**EXERCISE:** Every line of the records below should be restated exactly.

-- Start SUPPLIED RECORDS --

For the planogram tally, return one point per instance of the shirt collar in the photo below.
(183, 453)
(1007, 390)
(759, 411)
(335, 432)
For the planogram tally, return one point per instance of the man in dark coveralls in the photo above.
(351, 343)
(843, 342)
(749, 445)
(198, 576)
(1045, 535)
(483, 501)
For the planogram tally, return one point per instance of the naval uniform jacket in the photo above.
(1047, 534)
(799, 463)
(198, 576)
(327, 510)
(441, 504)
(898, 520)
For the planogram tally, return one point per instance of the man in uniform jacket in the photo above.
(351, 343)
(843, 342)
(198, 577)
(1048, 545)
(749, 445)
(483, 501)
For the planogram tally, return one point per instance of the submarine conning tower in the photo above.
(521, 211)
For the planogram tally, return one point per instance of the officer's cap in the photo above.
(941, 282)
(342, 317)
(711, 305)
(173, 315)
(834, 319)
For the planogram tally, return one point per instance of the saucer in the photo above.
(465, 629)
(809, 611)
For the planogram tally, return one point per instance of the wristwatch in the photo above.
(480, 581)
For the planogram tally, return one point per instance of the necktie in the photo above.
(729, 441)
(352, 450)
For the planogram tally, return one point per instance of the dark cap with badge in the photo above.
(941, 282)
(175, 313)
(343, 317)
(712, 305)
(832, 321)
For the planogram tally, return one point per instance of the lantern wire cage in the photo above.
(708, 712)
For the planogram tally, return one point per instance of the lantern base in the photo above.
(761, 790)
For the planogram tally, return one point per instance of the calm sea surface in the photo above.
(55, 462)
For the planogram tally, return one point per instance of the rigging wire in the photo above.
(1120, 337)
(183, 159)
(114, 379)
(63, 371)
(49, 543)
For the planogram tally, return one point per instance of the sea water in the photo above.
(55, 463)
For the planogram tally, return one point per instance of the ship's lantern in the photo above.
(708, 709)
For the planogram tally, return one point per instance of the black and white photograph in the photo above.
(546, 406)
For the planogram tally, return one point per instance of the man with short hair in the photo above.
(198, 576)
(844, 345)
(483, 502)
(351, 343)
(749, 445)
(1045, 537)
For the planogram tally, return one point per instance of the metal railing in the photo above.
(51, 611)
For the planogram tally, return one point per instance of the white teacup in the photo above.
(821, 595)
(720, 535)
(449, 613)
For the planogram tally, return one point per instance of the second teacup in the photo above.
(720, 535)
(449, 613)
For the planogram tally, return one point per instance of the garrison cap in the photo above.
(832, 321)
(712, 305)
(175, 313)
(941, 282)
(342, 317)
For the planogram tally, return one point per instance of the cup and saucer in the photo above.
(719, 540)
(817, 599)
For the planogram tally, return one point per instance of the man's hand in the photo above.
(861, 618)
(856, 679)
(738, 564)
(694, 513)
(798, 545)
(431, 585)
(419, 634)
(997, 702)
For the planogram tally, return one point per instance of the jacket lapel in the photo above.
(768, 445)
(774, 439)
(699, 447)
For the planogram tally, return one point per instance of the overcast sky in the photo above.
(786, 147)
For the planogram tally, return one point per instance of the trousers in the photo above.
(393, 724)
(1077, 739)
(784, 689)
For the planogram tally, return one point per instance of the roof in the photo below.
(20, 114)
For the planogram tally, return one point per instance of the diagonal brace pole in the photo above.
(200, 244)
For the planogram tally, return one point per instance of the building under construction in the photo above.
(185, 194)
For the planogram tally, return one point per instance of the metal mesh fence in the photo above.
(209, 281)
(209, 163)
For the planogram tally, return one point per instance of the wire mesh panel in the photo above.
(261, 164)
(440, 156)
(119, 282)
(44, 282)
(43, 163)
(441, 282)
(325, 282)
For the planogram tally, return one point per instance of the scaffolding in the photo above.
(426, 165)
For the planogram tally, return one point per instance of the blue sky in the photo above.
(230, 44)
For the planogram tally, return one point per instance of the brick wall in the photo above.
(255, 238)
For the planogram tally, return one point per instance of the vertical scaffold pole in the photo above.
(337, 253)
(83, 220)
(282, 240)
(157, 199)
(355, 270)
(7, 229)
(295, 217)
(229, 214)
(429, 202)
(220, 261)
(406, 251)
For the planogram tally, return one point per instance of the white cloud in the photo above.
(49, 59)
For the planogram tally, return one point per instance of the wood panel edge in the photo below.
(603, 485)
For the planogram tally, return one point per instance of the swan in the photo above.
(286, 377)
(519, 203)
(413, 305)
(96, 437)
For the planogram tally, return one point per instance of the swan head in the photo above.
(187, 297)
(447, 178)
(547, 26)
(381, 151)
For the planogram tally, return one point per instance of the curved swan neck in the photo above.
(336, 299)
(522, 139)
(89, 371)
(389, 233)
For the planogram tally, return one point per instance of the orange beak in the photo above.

-- End SUPPLIED RECORDS --

**SOLUTION TO THE EXERCISE:**
For the planogram tally, return one point per instance of the shirt collar in the photo below.
(183, 453)
(1007, 390)
(759, 411)
(335, 432)
For the planogram tally, return one point per instance of the man in dark coveralls in the photo above.
(351, 343)
(843, 342)
(749, 445)
(198, 576)
(1045, 535)
(483, 501)
For the planogram tally, return one point per instance of the naval uniform jacket in the photo above.
(1047, 534)
(799, 463)
(198, 576)
(327, 510)
(441, 504)
(898, 520)
For the planogram tally, return one point per instance of the man in uniform jacket in the photo above.
(351, 343)
(843, 342)
(198, 577)
(1048, 545)
(749, 445)
(483, 501)
For the planogram tally, return one point per instance of the submarine conning tower in the photo above.
(521, 211)
For the planogram tally, return one point per instance of the officer's cap in the photo above.
(941, 282)
(342, 317)
(711, 305)
(173, 315)
(834, 319)
For the planogram tally, return one point per instance of the saucer in the photo above.
(465, 629)
(809, 611)
For the planogram tally, return one point per instance of the wristwatch in the photo above.
(480, 581)
For the planogram tally, return one point per instance of the necktie in the photo above.
(729, 441)
(352, 450)
For the planogram tally, return one point per instance of the dark cap with badge in the photo above.
(941, 282)
(175, 313)
(343, 317)
(712, 305)
(832, 321)
For the planogram tally, return one point per instance of the lantern wire cage in the photo above.
(708, 712)
For the planogram tally, return one point per instance of the lantern base in the photo above.
(761, 790)
For the planogram tally, return one point per instance of the calm sea surface in the photo above.
(55, 462)
For the planogram tally, return one point per instance of the rigging wire in the photo above.
(1120, 337)
(183, 159)
(114, 379)
(63, 371)
(49, 543)
For the planogram tally, return one point per instance of the sea water in the photo above.
(55, 463)
For the planogram tally, return one point per instance of the ship's lantern in the photo above.
(708, 709)
For the planogram tally, return one point per instance of the black and white photograph in the photo above.
(546, 406)
For the planogram tally, return one point per instance of the man with short hair in the photo above.
(198, 576)
(844, 345)
(483, 502)
(351, 343)
(749, 445)
(1045, 537)
For the planogram tally, return one point per instance of the metal railing in the photo above.
(51, 611)
For the planogram tally, return one point per instance of the white teacup in the photo above.
(821, 595)
(720, 535)
(449, 613)
For the planogram tally, return one point per instance of the second teacup in the photo above.
(720, 535)
(449, 613)
For the planogram tally, return one point per instance of the garrison cap in the photo above.
(832, 321)
(712, 305)
(175, 313)
(941, 282)
(342, 317)
For the planogram tally, return one point per instance of the cup and saucer in the photo above.
(719, 540)
(817, 599)
For the planogram tally, return one point per instance of the man's hand in the photo above.
(861, 618)
(856, 679)
(738, 564)
(694, 513)
(798, 545)
(431, 585)
(419, 634)
(997, 702)
For the planogram tally, return one point per instance of the jacket lapel in the photo above.
(768, 445)
(774, 439)
(699, 447)
For the planogram tally, return one point per instance of the overcast sky in the photo above.
(786, 147)
For the planogram tally, return one point per instance of the trousers in the photo above.
(393, 724)
(1077, 739)
(784, 689)
For the planogram tally, return one point per instance of the roof in the photo below.
(20, 114)
For the planogram tally, return one point per instance of the diagonal brace pole in the photo above.
(200, 244)
For the planogram tally, return one point per instance of the building under construction in the photo above.
(185, 194)
For the planogram tally, return one point per instance of the metal mesh fence in the photo above.
(209, 281)
(209, 163)
For the planogram tally, return one point per instance of the wire mesh panel in the photo above.
(261, 164)
(440, 156)
(119, 282)
(44, 282)
(43, 163)
(441, 282)
(325, 282)
For the planogram tally, return one point per instance of the scaffolding in the photo above.
(426, 165)
For the planogram tally, return one point per instance of the blue sky in the photo above.
(230, 44)
For the planogram tally, return one point per instance of the brick wall in the photo above.
(255, 238)
For the planogram tally, return one point per instance of the vertical scaffold pole in the photo above.
(337, 253)
(83, 220)
(282, 240)
(157, 199)
(355, 270)
(7, 229)
(295, 217)
(229, 214)
(429, 202)
(220, 261)
(406, 251)
For the planogram tally, return one point per instance of the white cloud in the photo above.
(49, 59)
For the planogram tally, return one point per instance of the wood panel edge in the photo below.
(603, 485)
For the planogram tally, return one point per instance of the swan in the photo above.
(286, 377)
(519, 203)
(413, 305)
(96, 437)
For the planogram tally, return one point per instance of the swan head in the photo above.
(187, 297)
(447, 178)
(547, 26)
(381, 151)
For the planogram tally, return one point per instance of the curved swan neck in the photo above.
(336, 299)
(522, 139)
(89, 371)
(389, 233)
For the planogram tally, return one point per instance of the orange beak in the photo above.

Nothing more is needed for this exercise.